— AIM OF THE TASK —
Copy the following entries exactly as they appear, line by line.

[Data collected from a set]
[Begin]
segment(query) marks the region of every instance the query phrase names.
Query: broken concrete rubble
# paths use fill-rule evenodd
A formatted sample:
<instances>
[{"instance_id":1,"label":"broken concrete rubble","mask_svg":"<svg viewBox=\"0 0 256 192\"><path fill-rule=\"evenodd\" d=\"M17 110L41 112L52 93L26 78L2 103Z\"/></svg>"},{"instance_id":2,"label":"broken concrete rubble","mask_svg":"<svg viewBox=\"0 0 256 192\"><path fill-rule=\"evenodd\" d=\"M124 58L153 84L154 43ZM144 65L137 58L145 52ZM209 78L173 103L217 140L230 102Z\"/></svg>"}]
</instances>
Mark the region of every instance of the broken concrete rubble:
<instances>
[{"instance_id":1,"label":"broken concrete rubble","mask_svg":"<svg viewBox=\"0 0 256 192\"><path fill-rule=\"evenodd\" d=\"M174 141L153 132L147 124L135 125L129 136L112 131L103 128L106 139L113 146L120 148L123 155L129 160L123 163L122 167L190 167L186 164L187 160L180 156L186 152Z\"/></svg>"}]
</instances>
[End]
— REPLY TO THE TASK —
segment(query) marks the region of every instance the query phrase names.
Query: broken concrete rubble
# paths use fill-rule evenodd
A formatted sample:
<instances>
[{"instance_id":1,"label":"broken concrete rubble","mask_svg":"<svg viewBox=\"0 0 256 192\"><path fill-rule=\"evenodd\" d=\"M17 110L41 112L52 93L26 78L2 103Z\"/></svg>"},{"instance_id":2,"label":"broken concrete rubble","mask_svg":"<svg viewBox=\"0 0 256 192\"><path fill-rule=\"evenodd\" d=\"M124 58L153 84L154 43ZM144 65L137 58L145 52ZM209 78L173 103L217 140L230 102Z\"/></svg>"}]
</instances>
Mark the region of every instance of the broken concrete rubble:
<instances>
[{"instance_id":1,"label":"broken concrete rubble","mask_svg":"<svg viewBox=\"0 0 256 192\"><path fill-rule=\"evenodd\" d=\"M174 141L153 132L147 124L135 125L129 136L112 131L103 128L106 139L113 146L120 148L123 155L129 160L123 163L122 167L190 167L186 164L187 160L180 156L186 152Z\"/></svg>"}]
</instances>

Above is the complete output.